◆ **What to produce**
Could you return the entire listing below exactly as written?

◆ **Dataset records**
★ ★ ★ ★

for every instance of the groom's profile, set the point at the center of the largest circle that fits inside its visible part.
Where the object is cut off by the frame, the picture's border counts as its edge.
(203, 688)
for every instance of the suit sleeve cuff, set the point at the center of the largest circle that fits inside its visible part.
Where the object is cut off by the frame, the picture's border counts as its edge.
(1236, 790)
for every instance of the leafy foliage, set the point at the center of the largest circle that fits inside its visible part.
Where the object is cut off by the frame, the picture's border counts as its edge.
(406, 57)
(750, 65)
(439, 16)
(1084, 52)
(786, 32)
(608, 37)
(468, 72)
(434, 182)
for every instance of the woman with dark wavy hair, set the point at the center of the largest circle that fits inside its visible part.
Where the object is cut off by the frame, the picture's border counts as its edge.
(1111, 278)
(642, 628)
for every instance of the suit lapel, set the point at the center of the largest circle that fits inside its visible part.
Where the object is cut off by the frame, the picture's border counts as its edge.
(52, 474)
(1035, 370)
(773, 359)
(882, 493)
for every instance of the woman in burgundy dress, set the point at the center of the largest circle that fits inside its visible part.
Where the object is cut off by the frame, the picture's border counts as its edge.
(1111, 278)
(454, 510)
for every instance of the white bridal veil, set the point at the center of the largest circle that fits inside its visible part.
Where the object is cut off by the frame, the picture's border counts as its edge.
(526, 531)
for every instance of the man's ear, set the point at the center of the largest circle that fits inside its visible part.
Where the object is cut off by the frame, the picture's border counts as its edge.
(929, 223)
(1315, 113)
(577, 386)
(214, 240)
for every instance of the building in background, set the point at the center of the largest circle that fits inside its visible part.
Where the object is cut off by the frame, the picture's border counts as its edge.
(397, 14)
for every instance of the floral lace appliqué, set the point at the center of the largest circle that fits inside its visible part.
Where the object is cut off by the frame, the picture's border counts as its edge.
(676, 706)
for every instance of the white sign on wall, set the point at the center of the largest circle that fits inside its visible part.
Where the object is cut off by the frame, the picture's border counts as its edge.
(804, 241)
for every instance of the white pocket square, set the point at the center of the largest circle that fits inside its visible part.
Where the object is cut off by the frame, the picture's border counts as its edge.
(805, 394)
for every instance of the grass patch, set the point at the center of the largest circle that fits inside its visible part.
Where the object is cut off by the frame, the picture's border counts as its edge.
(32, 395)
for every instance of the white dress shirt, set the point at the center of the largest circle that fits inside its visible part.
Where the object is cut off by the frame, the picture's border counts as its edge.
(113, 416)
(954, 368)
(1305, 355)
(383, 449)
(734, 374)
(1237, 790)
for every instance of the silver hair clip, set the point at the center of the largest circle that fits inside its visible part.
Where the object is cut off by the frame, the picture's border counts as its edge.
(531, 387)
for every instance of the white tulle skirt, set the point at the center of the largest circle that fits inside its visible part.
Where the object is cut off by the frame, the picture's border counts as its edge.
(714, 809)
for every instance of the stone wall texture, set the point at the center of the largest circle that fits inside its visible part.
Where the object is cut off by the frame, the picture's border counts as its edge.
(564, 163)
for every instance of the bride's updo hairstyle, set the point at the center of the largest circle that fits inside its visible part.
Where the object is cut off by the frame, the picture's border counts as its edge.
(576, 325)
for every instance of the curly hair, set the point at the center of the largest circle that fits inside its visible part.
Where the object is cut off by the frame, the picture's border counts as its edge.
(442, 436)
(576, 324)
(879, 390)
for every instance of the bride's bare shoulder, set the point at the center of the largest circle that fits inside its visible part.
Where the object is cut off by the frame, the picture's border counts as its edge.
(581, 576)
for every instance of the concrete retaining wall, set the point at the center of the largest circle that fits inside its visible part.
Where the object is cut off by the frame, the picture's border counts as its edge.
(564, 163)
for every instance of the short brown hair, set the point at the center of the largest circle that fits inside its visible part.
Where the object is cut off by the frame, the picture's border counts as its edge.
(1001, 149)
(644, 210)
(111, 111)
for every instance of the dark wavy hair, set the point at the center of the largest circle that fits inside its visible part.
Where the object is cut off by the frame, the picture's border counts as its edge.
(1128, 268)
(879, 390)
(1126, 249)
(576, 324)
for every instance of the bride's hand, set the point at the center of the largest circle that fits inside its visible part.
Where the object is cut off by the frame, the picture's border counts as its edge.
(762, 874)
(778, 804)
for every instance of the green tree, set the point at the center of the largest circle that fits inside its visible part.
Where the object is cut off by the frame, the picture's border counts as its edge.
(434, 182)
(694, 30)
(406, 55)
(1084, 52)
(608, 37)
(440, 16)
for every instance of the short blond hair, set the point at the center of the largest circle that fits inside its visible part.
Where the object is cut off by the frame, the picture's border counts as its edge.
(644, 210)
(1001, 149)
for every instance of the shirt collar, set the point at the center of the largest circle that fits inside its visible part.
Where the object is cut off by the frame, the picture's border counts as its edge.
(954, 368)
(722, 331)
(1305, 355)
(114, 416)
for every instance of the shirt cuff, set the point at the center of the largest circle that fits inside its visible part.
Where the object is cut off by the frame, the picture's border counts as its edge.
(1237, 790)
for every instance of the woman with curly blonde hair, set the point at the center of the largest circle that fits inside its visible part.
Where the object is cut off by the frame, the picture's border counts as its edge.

★ ★ ★ ★

◆ **Answer to the exercise**
for every instance of the groom's profile, set the point at the center of the largest circle that fits inside its visible part.
Where the object is cut off by the frame, the picture's border counts as its edge.
(203, 688)
for every instance of the suit sleeve cuff, set the point at the center of the largest circle that fits inside its visible part.
Where the object is cut off by the frame, the picture's border counts as its edge.
(1236, 790)
for every instance of the leafy foliage, set the point at the center of the largest circle that fits inside its visible part.
Where the object is cut off by the frame, the picture's border counts as its edge.
(406, 57)
(750, 65)
(439, 16)
(1084, 52)
(786, 32)
(608, 37)
(468, 72)
(434, 182)
for every instance of the woman with dark wavy hair, set the point at the center of the largest circle that fits inside its visible part.
Where the object is cut off by the frame, the picture's border counts as its edge.
(1111, 278)
(642, 628)
for every instance of the suit lapel, set the point at the center of the largest circle that fits inside its visible part.
Where the object is cut off by the frame, the picture's border counts as its edge.
(52, 474)
(1035, 370)
(773, 359)
(882, 493)
for every instance of the woman in burgundy dress, set the point at the center of the largest circle that fits inside its visible part.
Where the object is cut off by the frame, the picture's border counts as its edge.
(1111, 278)
(454, 510)
for every instance of the white bridal veil, set the point at the center of the largest circle that fits inside its visible part.
Where the object is cut off by the frame, the picture's border counts as its edge.
(526, 531)
for every instance of the man's ear, set the point at the center of the largest circle that fits inside its visible part.
Where the object is cut off by the frame, the picture's border counts as its edge.
(929, 223)
(1315, 113)
(577, 386)
(214, 240)
for every instance of the building in background, set the point at the center of the largest circle that fits inside its visible part.
Where the object is cut off by the frame, the picture's border counts as its edge.
(397, 14)
for every instance of the floral lace appliqué, set the point at the center of the largest circle that fits inside its visible part.
Where the object is cut off by the frame, the picture's border counts as its edge.
(676, 706)
for every instance of the white sign on wall, set the point at the center of the largest circle that fits inside its visible part.
Where the object is cut off by the frame, the picture's border counts as its edge.
(804, 241)
for every instance of the white pocket square, set the point at the center of the largest circle that fits inside its visible part.
Where the object is cut off by the frame, the picture's border counts as its edge.
(805, 394)
for every instance of the grass patch, set the point at the center of the largest circle that fits inside its visible part.
Where the object is cut off by the frame, the picture's border counts as its edge.
(32, 395)
for every instance of the white dress shirt, set the point at the center of the largest circle that fits inside its visible part.
Where the object is cut off by the frame, the picture's border counts as its edge.
(113, 416)
(954, 368)
(1305, 355)
(383, 449)
(734, 374)
(1237, 790)
for every instance of the silver hair clip, set the point at the center of the largest circle that fits inside its visible part.
Where the object is cut off by the frame, the picture's border counts as its edge.
(531, 387)
for every instance of the white tulle skirt, set the point at the center of the largest circle that fits inside its visible part.
Where the object is cut off by the frame, the picture's border counts as its edge.
(714, 809)
for every instance of the stone wall texture, set the point at the center of the largest circle that fits inside its visible part.
Where the object is cut off by the frame, the picture's border counts as its edge.
(564, 163)
for every instance of the bride's updo hairstyle, set the point at the center of the largest circle that fits inside its visible part.
Where the object is cut off by the frame, the picture's border counts as its edge.
(576, 325)
for every instance of the curly hair, set the point at the center of the largest circle that fits inside its visible part.
Where the object is cut off by the frame, the picture's border counts as its edge.
(442, 436)
(576, 324)
(879, 390)
for every instance of the bride's bare shoulder, set the point at the center of the largest circle that fits inside its visible part.
Where the object is cut off by the frame, the picture's border counts as its edge.
(581, 576)
for every instance of the concrete retaining wall, set the point at the center of the largest circle that fits inside its visible part.
Where the object is cut off by the frame, the picture's border counts as its edge.
(564, 163)
for every instance of the short brown hair, set the point at the center of the largest circle that fits inside its visible part.
Where the object is cut off by the frame, the picture's border counts as its edge.
(1001, 149)
(644, 210)
(111, 111)
for every instance of the dark wavy hair, set the point at the center of the largest circle that fits inside its visible part.
Where the object is cut off by the frame, the picture's border counts as its edge.
(1128, 268)
(879, 390)
(1126, 249)
(576, 324)
for every instance of the bride's hand, set the point at the center of the largest circle that fits inside its visible part.
Where the object is cut off by the frame, the picture's border counts as its edge.
(762, 874)
(778, 804)
for every instance of the green tree, set the point at the center of the largest circle that fits inside its visible part.
Where the object is cut off by the frame, the picture's border counts as its edge.
(434, 182)
(694, 30)
(406, 55)
(1084, 52)
(608, 37)
(440, 16)
for every instance of the short blond hair, set the point at the center of the largest circle that fits inside its visible part.
Where the object is cut off by the frame, the picture's border counts as its edge.
(644, 210)
(1001, 149)
for every instance of the shirt collar, set the point at the center of the largest circle that fits inside its visible part.
Where the object is cut off by the frame, the picture's border counts as its edge.
(954, 368)
(722, 331)
(1305, 355)
(114, 416)
for every instance of the shirt cuff, set the point at the center of the largest circle that fits inside its visible part.
Where the object is cut off by the frame, the picture's border counts as its edge.
(1237, 790)
for every instance of the woman with curly blonde hair, set the point at the center of the largest circle that fits inside its visible part.
Where the object is cut off by the frame, the picture's border counts as its edge.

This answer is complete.